Text for analysis:

▼

All fifteen men of each colour begin together upon a single starting point. They may be arranged in three or four small stacks on that point for convenience.

The two starting stacks are placed so that each player has the opponent’s men before him and to his left. Equivalently, each player controls the stack lying to his opponent’s left.

From its starting point, each set of men follows its prescribed circuit around the board and ultimately enters the six-point home table on that player’s right.

The point from which a man starts is not counted. The next point in the direction of movement counts as one, the following point as two, and so forth.

=== 3. Determining the first player ===
Each player throws one die. The higher throw has the first play; equal throws are repeated.

Under the ordinary rule, the two numbers shown by the deciding dice constitute the opening roll: the winning player plays both numbers. Alternatively, the winning player may either use those two numbers or pick up both dice and throw them afresh. This should be agreed before play.

Thereafter the players alternate, throwing both dice on every turn.

A roll is traditionally announced with the higher die first: for example, “four–three”, “five–ace” or “six–two”. The dice should not be picked up until the player has seen and announced them.

=== 4. Playing the dice ===
Each die represents a separate movement.

The two numbers may be:

- played with two different men; or
- played successively with the same man.

When the same man uses both dice, the intermediate point is treated as having been played or “marked”, even though the man does not remain there. That intermediate point must therefore be legally available.

▲

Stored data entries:
▼

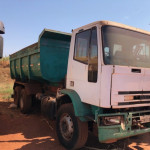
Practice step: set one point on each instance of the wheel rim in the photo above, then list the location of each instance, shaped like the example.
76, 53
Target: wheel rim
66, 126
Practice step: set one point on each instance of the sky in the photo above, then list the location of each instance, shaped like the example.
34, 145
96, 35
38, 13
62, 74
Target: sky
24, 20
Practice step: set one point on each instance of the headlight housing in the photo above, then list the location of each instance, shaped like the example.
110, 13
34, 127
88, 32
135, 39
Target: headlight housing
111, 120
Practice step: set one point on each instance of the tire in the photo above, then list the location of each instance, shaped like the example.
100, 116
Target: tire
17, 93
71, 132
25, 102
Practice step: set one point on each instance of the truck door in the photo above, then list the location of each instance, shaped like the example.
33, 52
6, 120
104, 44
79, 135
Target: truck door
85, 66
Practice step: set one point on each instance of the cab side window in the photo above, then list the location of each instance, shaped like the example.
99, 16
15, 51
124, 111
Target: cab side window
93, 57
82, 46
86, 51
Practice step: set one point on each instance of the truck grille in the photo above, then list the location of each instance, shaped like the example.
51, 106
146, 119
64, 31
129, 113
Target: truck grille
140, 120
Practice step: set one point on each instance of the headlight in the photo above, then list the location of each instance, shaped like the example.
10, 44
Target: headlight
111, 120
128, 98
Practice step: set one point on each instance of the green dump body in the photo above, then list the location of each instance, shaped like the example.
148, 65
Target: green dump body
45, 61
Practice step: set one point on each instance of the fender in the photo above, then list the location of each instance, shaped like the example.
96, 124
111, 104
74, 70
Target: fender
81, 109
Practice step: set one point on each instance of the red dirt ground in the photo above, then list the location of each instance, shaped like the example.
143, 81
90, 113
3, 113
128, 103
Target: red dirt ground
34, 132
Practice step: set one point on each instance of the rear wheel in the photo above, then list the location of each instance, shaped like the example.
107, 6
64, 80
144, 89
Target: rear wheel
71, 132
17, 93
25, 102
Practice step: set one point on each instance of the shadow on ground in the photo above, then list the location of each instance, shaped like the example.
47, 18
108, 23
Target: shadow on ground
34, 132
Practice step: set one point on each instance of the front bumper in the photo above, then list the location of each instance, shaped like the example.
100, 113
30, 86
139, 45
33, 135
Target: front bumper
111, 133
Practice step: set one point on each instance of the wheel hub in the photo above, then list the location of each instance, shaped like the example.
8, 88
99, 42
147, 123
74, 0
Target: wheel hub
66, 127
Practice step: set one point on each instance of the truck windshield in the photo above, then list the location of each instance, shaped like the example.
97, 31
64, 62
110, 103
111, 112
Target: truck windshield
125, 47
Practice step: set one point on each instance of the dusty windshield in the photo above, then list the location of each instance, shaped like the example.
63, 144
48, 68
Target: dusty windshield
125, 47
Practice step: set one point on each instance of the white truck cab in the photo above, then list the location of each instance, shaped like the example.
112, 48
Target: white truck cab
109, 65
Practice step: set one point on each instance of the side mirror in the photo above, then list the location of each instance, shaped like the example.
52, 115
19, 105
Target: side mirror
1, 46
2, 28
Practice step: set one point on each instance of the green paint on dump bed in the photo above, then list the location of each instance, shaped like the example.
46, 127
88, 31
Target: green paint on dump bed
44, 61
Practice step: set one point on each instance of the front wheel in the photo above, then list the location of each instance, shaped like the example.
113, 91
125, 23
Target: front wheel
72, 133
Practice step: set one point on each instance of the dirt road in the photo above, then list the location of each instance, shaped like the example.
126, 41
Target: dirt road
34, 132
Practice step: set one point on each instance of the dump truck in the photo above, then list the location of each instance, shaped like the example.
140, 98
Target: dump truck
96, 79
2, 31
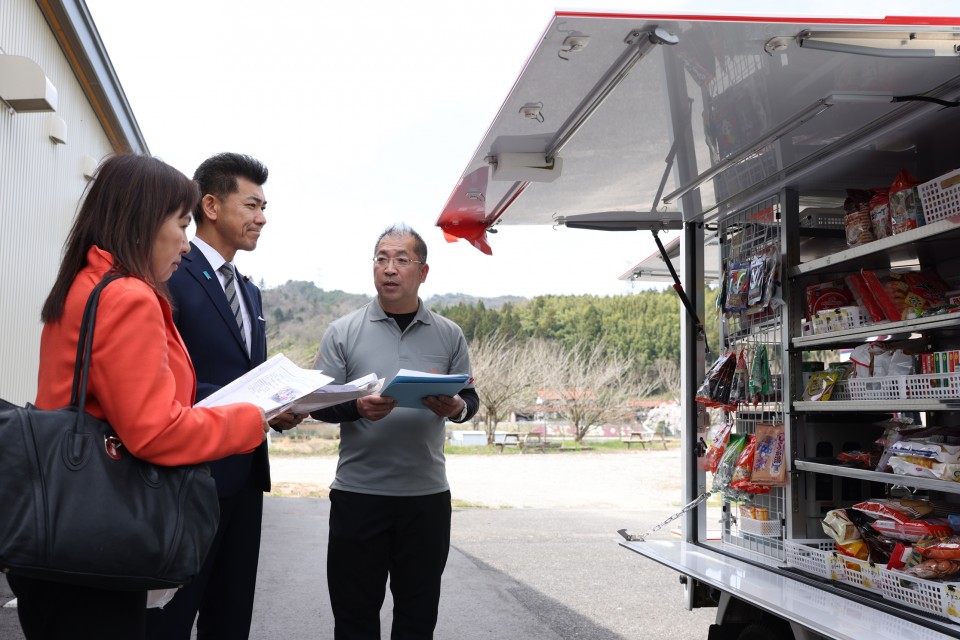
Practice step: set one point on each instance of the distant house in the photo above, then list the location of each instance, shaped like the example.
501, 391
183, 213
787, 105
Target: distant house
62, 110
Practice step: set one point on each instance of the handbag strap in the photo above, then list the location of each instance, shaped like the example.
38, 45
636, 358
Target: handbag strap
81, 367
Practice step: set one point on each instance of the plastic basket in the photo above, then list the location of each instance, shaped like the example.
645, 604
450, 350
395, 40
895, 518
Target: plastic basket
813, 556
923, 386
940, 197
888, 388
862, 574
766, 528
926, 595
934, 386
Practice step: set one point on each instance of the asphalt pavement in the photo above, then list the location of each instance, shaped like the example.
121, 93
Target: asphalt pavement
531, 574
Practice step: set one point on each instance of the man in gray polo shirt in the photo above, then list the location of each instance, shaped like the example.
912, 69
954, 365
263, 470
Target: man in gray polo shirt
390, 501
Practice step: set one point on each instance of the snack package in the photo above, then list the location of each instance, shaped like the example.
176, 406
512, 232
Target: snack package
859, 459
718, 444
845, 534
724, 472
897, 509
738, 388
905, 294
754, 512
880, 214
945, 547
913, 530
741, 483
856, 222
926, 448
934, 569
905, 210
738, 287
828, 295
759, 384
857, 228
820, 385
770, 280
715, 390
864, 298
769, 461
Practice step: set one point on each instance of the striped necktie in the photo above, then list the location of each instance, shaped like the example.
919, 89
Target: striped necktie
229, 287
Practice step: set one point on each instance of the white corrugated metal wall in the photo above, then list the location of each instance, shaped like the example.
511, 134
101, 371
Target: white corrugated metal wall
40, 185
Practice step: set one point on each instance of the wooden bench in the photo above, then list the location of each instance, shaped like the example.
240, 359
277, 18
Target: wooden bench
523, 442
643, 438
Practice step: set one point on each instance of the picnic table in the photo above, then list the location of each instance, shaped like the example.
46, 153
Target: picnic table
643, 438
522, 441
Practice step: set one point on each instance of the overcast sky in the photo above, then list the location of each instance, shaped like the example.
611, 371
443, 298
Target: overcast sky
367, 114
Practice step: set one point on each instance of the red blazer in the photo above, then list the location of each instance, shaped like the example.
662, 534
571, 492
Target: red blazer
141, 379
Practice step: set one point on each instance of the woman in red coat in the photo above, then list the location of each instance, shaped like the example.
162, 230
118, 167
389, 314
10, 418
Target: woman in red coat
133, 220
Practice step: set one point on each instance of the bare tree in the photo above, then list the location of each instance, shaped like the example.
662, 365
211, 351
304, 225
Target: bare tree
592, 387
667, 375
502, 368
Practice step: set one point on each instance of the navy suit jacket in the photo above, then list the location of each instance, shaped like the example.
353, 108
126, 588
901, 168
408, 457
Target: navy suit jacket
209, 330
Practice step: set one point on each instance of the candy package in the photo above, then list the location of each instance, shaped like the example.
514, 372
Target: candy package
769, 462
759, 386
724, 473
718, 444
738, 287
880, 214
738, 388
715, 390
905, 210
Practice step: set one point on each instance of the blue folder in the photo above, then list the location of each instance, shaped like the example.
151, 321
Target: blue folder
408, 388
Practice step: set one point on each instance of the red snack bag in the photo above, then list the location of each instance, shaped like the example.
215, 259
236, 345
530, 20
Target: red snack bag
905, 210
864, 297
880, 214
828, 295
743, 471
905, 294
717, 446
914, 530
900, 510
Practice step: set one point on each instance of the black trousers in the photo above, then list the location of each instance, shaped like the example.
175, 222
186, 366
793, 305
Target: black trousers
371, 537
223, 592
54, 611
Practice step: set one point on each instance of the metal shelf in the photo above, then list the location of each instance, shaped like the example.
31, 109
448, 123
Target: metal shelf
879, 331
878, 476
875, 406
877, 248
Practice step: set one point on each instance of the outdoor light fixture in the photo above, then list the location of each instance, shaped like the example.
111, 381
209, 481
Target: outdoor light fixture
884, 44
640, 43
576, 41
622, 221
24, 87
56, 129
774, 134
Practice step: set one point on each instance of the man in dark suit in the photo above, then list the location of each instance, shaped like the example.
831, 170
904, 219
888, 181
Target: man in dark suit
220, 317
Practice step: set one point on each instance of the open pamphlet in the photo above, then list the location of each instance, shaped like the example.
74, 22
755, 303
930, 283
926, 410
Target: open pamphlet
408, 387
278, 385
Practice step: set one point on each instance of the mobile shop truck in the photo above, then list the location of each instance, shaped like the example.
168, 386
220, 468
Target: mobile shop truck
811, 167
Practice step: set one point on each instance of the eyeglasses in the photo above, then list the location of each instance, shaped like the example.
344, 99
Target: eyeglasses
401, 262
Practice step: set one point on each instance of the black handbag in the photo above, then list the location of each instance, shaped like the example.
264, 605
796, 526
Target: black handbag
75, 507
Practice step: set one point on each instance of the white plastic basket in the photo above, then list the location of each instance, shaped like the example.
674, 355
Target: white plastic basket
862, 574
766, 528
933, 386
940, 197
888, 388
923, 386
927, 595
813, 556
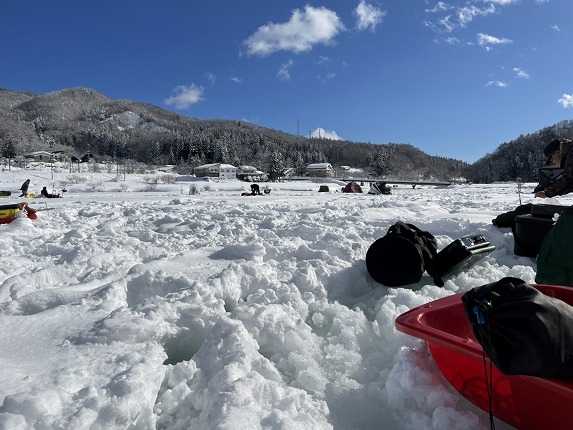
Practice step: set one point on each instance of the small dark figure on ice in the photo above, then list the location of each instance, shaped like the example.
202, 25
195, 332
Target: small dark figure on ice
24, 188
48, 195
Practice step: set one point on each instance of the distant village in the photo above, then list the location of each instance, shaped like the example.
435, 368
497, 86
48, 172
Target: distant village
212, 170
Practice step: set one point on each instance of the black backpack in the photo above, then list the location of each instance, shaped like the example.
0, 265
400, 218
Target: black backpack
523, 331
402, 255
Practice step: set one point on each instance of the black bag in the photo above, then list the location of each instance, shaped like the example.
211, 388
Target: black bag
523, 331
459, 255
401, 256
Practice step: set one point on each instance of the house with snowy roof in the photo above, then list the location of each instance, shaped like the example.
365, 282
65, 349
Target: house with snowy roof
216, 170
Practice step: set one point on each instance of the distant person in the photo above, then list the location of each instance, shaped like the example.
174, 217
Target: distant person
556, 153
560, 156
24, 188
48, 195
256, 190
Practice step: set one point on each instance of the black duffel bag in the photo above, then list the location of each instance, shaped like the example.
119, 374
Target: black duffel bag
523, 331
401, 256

▲

Brief: Retype the passage from the game rules above, starting with "- played with" and going on through "be legally available.".

Answer section:
- played with two different men; or
- played successively with the same man.

When the same man uses both dice, the intermediate point is treated as having been played or “marked”, even though the man does not remain there. That intermediate point must therefore be legally available.